TRECHO SELECIONADO:
• • • •

Quando foi adotada no país, por meio da Lei de Transplantes, a doação presumida causou controvérsias e reações. O desfecho foi a modificação do texto, mediante a aprovação da Lei 10.211/2001. A partir de então, para que seja possível a remoção de órgãos de pessoa falecida, passou a valer a exigência de autorização do cônjuge ou parente maior de idade, de até segundo grau.
O autor da proposta enxerga no sistema da doação presumida uma solução de curto prazo para o problema da carência de órgãos para os transplantes. Segundo ele, a medida tem “caráter altruísta e está amparada em preceitos éticos e de solidariedade humana”. A seu ver, não é incompatível com a ordem constitucional e se harmoniza com a cultura de solidariedade do povo brasileiro.
Humberto Costa reconhece que houve aumento de transplantes no Brasil nos últimos anos. Observou que foram realizados 23.397 procedimentos em 2011, mais do que o dobro em relação a 2001. Porém, afirma que a lista de espera por um órgão é muito grande e tende a crescer ainda mais, sobretudo por falta de doadores, o que justificaria a reabilitação do sistema anterior.
Humberto Costa também argumenta que a doação presumida não obriga ninguém a doar, pois todo mundo poderá exercer o direito de manifestar vontade em contrário. Com sua previsão em lei, entende que o efeito positivo é “estimular o debate” e, desde cedo, levar cada um a tomar posição sobre quanto a ser ou não um doador de órgãos, já que “a omissão implica concordância”.
Pelo projeto, a pessoa que não quiser ser enquadrada como doadora deverá solicitar a gravação da expressão “não doador de órgãos e tecidos” em documento público de identidade válido em todo território nacional, por meio de gravação “indelével e inviolável”.
Outro dispositivo prevê solução para o caso de a pessoa possuir mais de um documento válido, com gravação da manifestação de vontade em sentido divergente um do outro. Nessa hipótese, prevalecerá a gravação que tiver sido feita mais recentemente.
Ainda pelo texto, a doação presumida não poderá ser aplicada quando a pessoa não possuir documento público de identidade. Diante disso, caberá à família decidir sobre a doação ou não dos órgãos, tecidos ou partes do corpo do falecido.
Antes de pedir a audiência para debater o tema, Paulo Davim, o relator, chegou a apresentar um primeiro relatório para orientar o debate da matéria. No documento, ele se opunha à proposta do colega. Apesar do número insuficiente de doações no país, ele questionava se a doação presumida era a medida mais adequada para o problema.
A seu ver, a medida não surtiu o efeito esperado enquanto vigorou. Ao contrário, disse que houve “um clima de pânico na população e resistência de diversos segmentos”. Médico, assim como o autor da proposta, ele destacou as reações em contrário da própria classe. Segundo ele, os médicos se recusavam a realizar a retirada de órgãos de pessoas falecidas sem a concordância da família.

• • • •

TRECHOS DOS REGISTROS:
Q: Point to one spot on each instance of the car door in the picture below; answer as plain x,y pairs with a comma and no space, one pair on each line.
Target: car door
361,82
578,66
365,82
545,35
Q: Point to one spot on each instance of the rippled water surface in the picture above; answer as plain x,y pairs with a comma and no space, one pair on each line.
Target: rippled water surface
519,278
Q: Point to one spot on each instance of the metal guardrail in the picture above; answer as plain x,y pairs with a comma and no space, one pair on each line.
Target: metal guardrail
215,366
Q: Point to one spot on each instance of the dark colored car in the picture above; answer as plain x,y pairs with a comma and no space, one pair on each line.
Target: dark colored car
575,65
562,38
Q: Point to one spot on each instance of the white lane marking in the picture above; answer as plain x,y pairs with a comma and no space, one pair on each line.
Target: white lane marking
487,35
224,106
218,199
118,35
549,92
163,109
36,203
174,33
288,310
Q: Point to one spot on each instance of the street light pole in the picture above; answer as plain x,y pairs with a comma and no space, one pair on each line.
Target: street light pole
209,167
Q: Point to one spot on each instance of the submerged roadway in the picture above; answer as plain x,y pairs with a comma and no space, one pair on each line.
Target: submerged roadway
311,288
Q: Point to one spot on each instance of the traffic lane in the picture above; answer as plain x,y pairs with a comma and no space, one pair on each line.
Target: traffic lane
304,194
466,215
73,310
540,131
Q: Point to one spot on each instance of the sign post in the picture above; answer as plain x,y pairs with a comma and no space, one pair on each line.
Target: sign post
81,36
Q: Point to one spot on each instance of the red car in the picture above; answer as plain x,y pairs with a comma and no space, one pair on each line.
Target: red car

• • • •

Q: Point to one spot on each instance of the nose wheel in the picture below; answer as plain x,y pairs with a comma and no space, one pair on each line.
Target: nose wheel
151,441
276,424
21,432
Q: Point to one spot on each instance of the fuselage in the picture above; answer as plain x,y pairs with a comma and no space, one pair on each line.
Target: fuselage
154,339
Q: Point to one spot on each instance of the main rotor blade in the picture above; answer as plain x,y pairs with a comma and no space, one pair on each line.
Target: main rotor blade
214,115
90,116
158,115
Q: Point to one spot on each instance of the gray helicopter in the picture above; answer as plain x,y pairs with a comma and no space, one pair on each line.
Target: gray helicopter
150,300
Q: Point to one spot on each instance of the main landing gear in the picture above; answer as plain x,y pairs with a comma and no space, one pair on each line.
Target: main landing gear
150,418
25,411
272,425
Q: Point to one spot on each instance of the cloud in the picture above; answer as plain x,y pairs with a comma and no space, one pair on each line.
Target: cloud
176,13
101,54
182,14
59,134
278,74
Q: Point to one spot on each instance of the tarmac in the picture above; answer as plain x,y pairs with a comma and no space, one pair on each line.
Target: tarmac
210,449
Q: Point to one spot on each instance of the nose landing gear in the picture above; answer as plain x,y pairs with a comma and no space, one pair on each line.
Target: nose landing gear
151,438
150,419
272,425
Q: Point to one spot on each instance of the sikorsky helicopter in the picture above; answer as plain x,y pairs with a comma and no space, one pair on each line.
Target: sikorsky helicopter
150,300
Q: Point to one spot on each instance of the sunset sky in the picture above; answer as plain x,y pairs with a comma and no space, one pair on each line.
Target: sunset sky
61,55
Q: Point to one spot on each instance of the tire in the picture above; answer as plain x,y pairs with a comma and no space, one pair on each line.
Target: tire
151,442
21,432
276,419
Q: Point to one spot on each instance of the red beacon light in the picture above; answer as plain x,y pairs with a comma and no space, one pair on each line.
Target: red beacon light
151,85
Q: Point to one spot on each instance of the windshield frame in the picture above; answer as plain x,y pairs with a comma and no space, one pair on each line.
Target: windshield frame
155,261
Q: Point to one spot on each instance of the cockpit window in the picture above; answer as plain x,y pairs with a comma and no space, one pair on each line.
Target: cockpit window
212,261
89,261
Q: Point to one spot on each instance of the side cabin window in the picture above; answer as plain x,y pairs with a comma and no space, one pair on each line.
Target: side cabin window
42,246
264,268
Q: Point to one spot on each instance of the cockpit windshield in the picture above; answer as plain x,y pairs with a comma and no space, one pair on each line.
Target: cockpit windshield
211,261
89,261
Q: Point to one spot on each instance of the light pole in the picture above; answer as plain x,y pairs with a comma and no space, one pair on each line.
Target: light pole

• • • •

TAREFA PROPOSTA 1: No trecho sobre doação presumida, por que Humberto Costa afirma que esse sistema não obriga ninguém a doar? Responda em uma a três frases.
TAREFA PROPOSTA 2: Repita o trecho sobre doação presumida de “O autor da proposta enxerga” até “do povo brasileiro.”, incluindo essas palavras.

ESPAÇO DA RESPOSTA 1: Porque todo mundo poderá exercer o direito de manifestar vontade em contrário.

ESPAÇO DA RESPOSTA 2:
O autor da proposta enxerga no sistema da doação presumida uma solução de curto prazo para o problema da carência de órgãos para os transplantes. Segundo ele, a medida tem “caráter altruísta e está amparada em preceitos éticos e de solidariedade humana”. A seu ver, não é incompatível com a ordem constitucional e se harmoniza com a cultura de solidariedade do povo brasileiro.